## [INFORMATION SHOWN]
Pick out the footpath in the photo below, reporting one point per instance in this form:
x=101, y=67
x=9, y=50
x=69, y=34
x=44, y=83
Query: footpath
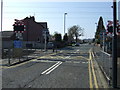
x=103, y=61
x=37, y=53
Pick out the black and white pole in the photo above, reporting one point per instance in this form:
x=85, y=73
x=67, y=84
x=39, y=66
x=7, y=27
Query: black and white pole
x=114, y=47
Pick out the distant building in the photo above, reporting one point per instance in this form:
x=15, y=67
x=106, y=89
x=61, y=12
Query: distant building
x=33, y=37
x=34, y=30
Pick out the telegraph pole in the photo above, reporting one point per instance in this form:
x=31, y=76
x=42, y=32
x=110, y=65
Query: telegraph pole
x=114, y=47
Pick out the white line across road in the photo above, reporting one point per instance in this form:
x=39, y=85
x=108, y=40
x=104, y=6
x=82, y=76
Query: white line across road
x=49, y=70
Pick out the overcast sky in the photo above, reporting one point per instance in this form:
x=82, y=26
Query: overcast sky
x=84, y=14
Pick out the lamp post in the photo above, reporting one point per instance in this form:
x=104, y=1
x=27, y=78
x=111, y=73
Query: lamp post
x=64, y=21
x=114, y=47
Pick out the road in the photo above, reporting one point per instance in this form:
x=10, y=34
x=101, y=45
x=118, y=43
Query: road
x=72, y=67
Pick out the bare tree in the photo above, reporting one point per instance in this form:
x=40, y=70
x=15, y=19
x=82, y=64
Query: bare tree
x=75, y=31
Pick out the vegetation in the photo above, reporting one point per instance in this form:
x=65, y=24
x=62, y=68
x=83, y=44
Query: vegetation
x=74, y=32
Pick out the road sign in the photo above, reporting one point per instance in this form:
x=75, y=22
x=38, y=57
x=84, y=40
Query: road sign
x=17, y=44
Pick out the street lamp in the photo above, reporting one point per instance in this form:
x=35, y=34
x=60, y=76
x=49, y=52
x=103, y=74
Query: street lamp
x=64, y=21
x=1, y=13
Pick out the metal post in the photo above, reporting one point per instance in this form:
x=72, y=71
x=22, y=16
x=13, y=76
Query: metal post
x=1, y=13
x=114, y=47
x=45, y=41
x=64, y=21
x=103, y=41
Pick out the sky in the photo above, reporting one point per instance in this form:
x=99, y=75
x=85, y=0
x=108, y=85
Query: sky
x=84, y=14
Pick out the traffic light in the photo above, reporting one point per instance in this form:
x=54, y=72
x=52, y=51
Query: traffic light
x=18, y=27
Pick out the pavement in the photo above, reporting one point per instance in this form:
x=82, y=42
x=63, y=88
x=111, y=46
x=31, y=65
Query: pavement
x=71, y=67
x=13, y=61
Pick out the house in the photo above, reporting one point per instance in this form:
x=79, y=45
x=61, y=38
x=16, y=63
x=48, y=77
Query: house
x=33, y=37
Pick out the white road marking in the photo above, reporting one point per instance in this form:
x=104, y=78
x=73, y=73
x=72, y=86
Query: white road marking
x=67, y=57
x=52, y=68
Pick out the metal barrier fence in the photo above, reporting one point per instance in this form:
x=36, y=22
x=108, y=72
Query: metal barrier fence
x=12, y=56
x=105, y=62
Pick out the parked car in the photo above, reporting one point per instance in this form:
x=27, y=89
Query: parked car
x=77, y=44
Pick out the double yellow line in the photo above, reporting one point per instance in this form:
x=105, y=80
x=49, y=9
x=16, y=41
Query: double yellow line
x=92, y=76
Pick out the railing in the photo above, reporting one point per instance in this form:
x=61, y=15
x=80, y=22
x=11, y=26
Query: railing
x=105, y=62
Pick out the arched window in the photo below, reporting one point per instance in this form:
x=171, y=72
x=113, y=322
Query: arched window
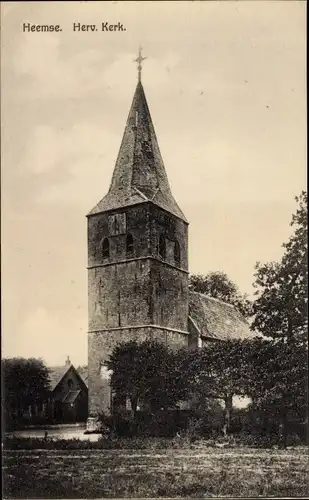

## [PROBLEM DESCRIPTION]
Please update the records above by changing every "Query" to "Label" and leaving everything else unchanged. Omit the pictures from your answer.

## [RESPONSE TO THE EXERCISE]
Pick out the footpath in the photo below, reporting one point per instance in this form:
x=101, y=67
x=9, y=50
x=69, y=34
x=44, y=83
Label: footpath
x=103, y=61
x=37, y=53
Pick out the black and white pole in the photo above, reporting one point per instance in this form:
x=85, y=73
x=67, y=84
x=39, y=66
x=7, y=27
Label: black and white pole
x=114, y=47
Pick out the distant building in the photo above, reporting one point per instance in this form:
x=15, y=67
x=106, y=89
x=61, y=12
Label: distant building
x=33, y=37
x=34, y=30
Pick out the telegraph pole in the photo above, reporting one point per instance in this form:
x=31, y=76
x=42, y=32
x=110, y=65
Label: telegraph pole
x=114, y=47
Pick out the white line across road in the photo above, reporting one point per instance in this form:
x=39, y=85
x=108, y=40
x=104, y=6
x=82, y=76
Label: white line across road
x=49, y=70
Pick out the overcast sky in the photo above, reporting one point per instance in this form:
x=82, y=26
Label: overcast sky
x=84, y=14
Pick out the lamp post in the photo above, reporting one point per instance in this form:
x=104, y=1
x=27, y=78
x=111, y=73
Label: lamp post
x=64, y=21
x=114, y=47
Pick out the road in the photo above, reporting one point per instance in this form:
x=10, y=34
x=101, y=45
x=118, y=43
Label: road
x=72, y=67
Pick out the bare tree in the photo above, reporting one point per instance in this form:
x=40, y=70
x=15, y=19
x=82, y=64
Label: bare tree
x=75, y=31
Pick out the vegetation in the photo above, reporting one point per instance in this form:
x=65, y=24
x=62, y=68
x=83, y=44
Label: vegetation
x=74, y=32
Pick out the road sign in the photo above, reporting one point per instance in this form:
x=75, y=22
x=38, y=57
x=84, y=40
Label: road sign
x=17, y=44
Pick out the street lamp in the photo above, reporting one point per instance in this form:
x=35, y=34
x=60, y=76
x=49, y=52
x=103, y=74
Label: street lamp
x=64, y=21
x=1, y=13
Pick out the metal post in the photo above, reporting one point per instance in this form:
x=72, y=71
x=22, y=16
x=13, y=76
Label: metal post
x=1, y=13
x=114, y=47
x=45, y=41
x=64, y=21
x=103, y=41
Pick out the sky in the photo above, reporting one point per instance in this form:
x=99, y=75
x=85, y=0
x=108, y=85
Label: sky
x=84, y=14
Pick out the traffic light in the photo above, reporting one point per instance in this form:
x=54, y=72
x=52, y=51
Label: traffic light
x=18, y=27
Pick out the pavement in the photo above, reporting one point per instance in this form:
x=82, y=42
x=63, y=88
x=111, y=46
x=31, y=65
Label: pavement
x=71, y=67
x=13, y=61
Pick out the house in the photo above, reporting one point per instance in this form:
x=79, y=45
x=61, y=38
x=16, y=63
x=48, y=77
Label: house
x=33, y=37
Pick out the white road marking in the photo above, reporting one point per instance in this form:
x=104, y=78
x=73, y=73
x=72, y=86
Label: white road marking
x=67, y=57
x=52, y=68
Pick out the metal barrier fence in the photo above, reporting one point per instance in this form:
x=36, y=22
x=108, y=72
Label: metal barrier fence
x=12, y=56
x=105, y=62
Pick out the parked car in the photo above, reporting one point per instance in this form:
x=27, y=89
Label: parked car
x=77, y=44
Pick out the double yellow line in the photo above, reporting one point per instance in this form:
x=105, y=80
x=49, y=9
x=16, y=41
Label: double yellow line
x=92, y=76
Pick out the railing in the photo above, reporting one point per instance in this form:
x=61, y=15
x=80, y=22
x=11, y=26
Label: railing
x=105, y=62
Pick out the arched window in the photo below, reporting one point per instance in this form:
x=171, y=72
x=113, y=322
Label: arched window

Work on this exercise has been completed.